抜粋文:
::::::::
説明

歯切り研削盤及び研削工具をドレッシングするための方法

工作物スピンドル18が、第1の線形移動ユニット15の上に設置された第1の枢動移動ユニット17上に支持される、歯切り研削盤において、回転自在に駆動され得るドレッシング・スピンドル21が上に設置される第2の線形移動ユニット19が、第1の線形移動ユニット15の上に配設される。

【発明の詳細な説明】
【技術分野】
【0001】
本発明は、第1の線形運動ユニットが、第1の線形運動軸に沿ってベッドに対して移動可能であり、第1の旋回運動ユニットを担持し、この第1の旋回運動ユニットが、前記第1の線形運動軸に対して直交である第1の旋回軸を中心として旋回し得るように第1の線形運動ユニットの上に設置され、さらに工具スピンドルが、前記第1の旋回軸に対して直交である工具スピンドル軸を中心とした回転運動として駆動され得るように第1の旋回運動ユニットの上に設置される、固定式のベッドを備える歯車研削盤に関し、さらに、本発明は、前記歯車研削盤の研削工具をドレッシングする方法に関する。
【背景技術】
【0002】
このタイプの歯車研削盤は、例えば砥石車又は研削ウォームなどの研削工具により工作物の歯車をハード仕上げする役割を果たす。この研削工具は、工作物と研磨係合するため、摩損を受ける。したがって、一定の回数の工作サイクルにわたって使用された後に、この研削工具は、ドレッシングされる必要がある。このドレッシング・プロセスにより、研削工具の所要の形状が回復し、それと同時に研削工具の表面が鋭利になる。
::::::::
データセットの行:

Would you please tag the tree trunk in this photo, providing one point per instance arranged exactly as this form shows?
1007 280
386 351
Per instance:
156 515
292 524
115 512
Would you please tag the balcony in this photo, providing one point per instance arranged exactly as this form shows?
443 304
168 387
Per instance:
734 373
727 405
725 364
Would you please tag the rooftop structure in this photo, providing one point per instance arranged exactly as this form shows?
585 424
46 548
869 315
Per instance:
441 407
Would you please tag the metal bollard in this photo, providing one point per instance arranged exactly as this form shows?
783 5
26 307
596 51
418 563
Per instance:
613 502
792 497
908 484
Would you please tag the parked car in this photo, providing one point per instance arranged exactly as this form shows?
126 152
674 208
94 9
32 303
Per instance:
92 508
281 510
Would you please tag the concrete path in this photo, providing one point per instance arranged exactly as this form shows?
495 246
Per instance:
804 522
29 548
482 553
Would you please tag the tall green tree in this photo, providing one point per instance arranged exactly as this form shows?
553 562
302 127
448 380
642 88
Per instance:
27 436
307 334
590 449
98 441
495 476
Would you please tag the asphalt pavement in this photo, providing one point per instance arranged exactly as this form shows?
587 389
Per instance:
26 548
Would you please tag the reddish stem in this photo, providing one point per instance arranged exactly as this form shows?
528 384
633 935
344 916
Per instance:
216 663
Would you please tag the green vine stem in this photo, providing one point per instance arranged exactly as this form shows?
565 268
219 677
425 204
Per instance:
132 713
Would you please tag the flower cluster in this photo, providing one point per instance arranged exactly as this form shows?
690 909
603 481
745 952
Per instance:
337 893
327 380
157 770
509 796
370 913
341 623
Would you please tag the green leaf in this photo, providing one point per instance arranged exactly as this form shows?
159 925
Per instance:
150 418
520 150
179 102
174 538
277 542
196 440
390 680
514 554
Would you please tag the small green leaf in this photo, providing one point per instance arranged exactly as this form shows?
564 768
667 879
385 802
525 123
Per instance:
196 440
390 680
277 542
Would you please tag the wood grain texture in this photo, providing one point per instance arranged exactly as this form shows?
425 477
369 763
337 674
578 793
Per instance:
::::::::
次の課題:
1/ 歯車研削盤に関する抜粋文によると、ドレッシング・プロセスによって研削工具の何が回復しますか？
2/ 歯車研削盤に関する抜粋文を、最後の文の後から書き進めてください。
これらの行は、抜粋文とは別の出典から取られたものです。

各課題の結果:
1/ 研削工具の所要の形状が回復します。

2/
【0003】
最新技術は、ドレッシング・プロセスについて、総形ドレッシング及びプロファイル・ドレッシングとして知られている2つの主要な方法を提案する。総形ドレッシングの方法においては、ドレッシング工具は、ドレッシングされることとなる研削工具の表面において制御された移動経路を辿り、それにより所望の輪郭形状の研削工具を生成する。プロファイル・ドレッシングについては、ドレッシング工具は、研削工具の所望の形成に応じて形成される。
【0004】
最新技術の歯車ホブ盤(EP0614406B1)は、ベッド上に、ベッドの長手方向に水平方向に移動可能なスタンドを備え、摺動キャリッジが、このスタンド上において垂直移動に案内される。スタンドから離れる方向に向いた摺動キャリッジの自由側には、ホブ・ウォーム歯車の支持部が、水平方向旋回軸を中心として旋回し得るように設置される。ホブ・ウォーム歯車の回転軸は、サポートの旋回軸に対して直交方向に延在する。研削工具のドレッシングの問題は、この歯車ホブ盤においては生じない。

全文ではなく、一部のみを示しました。